- ASSIGNMENT
An unchanged copy of each entry below is needed; keep the pictures out of it.

>>>

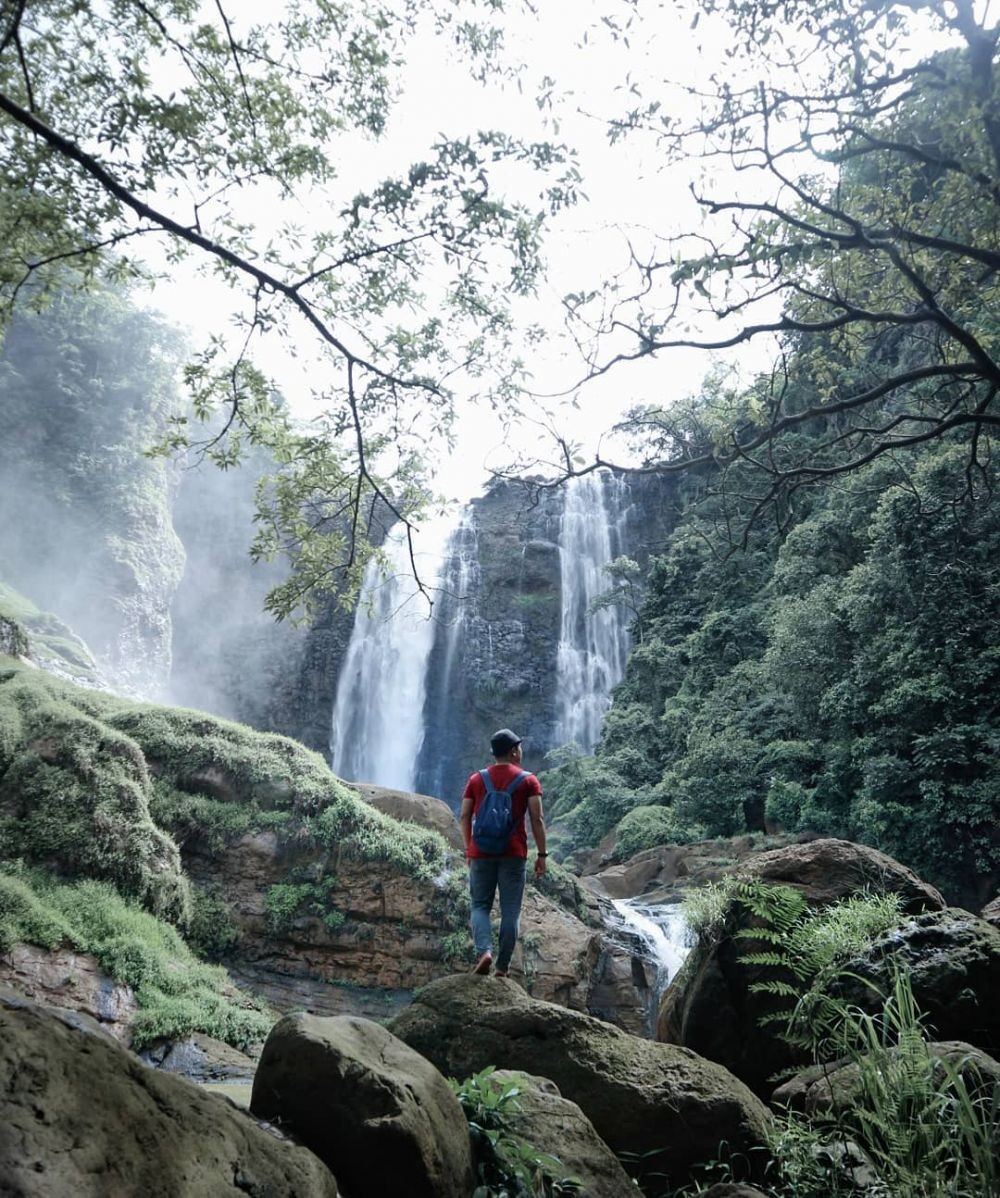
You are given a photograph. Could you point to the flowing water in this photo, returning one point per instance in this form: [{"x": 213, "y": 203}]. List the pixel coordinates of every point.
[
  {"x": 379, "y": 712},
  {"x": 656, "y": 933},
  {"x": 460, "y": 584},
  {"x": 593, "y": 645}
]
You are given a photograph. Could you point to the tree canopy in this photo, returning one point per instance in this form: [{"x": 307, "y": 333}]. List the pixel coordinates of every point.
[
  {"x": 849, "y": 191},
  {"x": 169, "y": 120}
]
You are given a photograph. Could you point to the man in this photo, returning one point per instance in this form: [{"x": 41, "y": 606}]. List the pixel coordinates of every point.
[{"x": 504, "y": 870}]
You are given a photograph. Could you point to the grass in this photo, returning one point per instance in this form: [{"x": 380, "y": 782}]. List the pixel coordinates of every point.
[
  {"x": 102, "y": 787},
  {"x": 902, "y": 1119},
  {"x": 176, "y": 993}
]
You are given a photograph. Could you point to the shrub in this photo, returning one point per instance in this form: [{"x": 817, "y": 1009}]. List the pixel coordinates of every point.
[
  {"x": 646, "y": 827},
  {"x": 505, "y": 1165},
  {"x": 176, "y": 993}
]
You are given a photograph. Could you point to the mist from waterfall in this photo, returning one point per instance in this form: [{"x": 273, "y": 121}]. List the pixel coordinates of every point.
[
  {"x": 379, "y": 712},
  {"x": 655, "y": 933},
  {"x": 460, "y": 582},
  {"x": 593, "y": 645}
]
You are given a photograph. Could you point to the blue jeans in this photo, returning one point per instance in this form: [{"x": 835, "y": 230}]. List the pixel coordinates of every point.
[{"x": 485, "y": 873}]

<<<

- COMPLETED TASK
You are given a photograph. Could you point to the flowing water in this photo, returning one point per instance in this form: [{"x": 213, "y": 203}]. List the pixel coordinates of every point.
[
  {"x": 379, "y": 712},
  {"x": 656, "y": 933},
  {"x": 460, "y": 584},
  {"x": 593, "y": 645}
]
You are given a photograph. Could you point to the tree canopy in this photo, returning one point per instance in this form: [{"x": 307, "y": 333}]. List the pixel coordinates of every point.
[
  {"x": 849, "y": 191},
  {"x": 169, "y": 120}
]
You are given a photograph. Could you point to the man in this photo, returning one point per instance in this form: [{"x": 41, "y": 606}]. List the pixel coordinates of every point.
[{"x": 504, "y": 870}]
You are given a photograph. Could you point to the grass in this photo, returning one point per instance in this form: [{"x": 380, "y": 782}]. List the pixel coordinates of every point.
[
  {"x": 102, "y": 787},
  {"x": 902, "y": 1119},
  {"x": 176, "y": 993}
]
You are given a photograph. Could you point to the shrub in this photo, returning one point per instance in this form: [{"x": 817, "y": 1009}]. List the pixel coordinates of every point.
[
  {"x": 646, "y": 827},
  {"x": 505, "y": 1165},
  {"x": 176, "y": 993}
]
You are given a photograph. Could you point to the mist from waterfall in this photo, returning one point per instance in this form: [{"x": 273, "y": 121}]. List the pixel coordinates of every point.
[
  {"x": 379, "y": 712},
  {"x": 655, "y": 933},
  {"x": 460, "y": 582},
  {"x": 593, "y": 645}
]
You are given a photograph. Could you point to the blue jeans in this photo, returning one point per instance in this form: [{"x": 835, "y": 230}]. List the pixel coordinates of every point.
[{"x": 485, "y": 873}]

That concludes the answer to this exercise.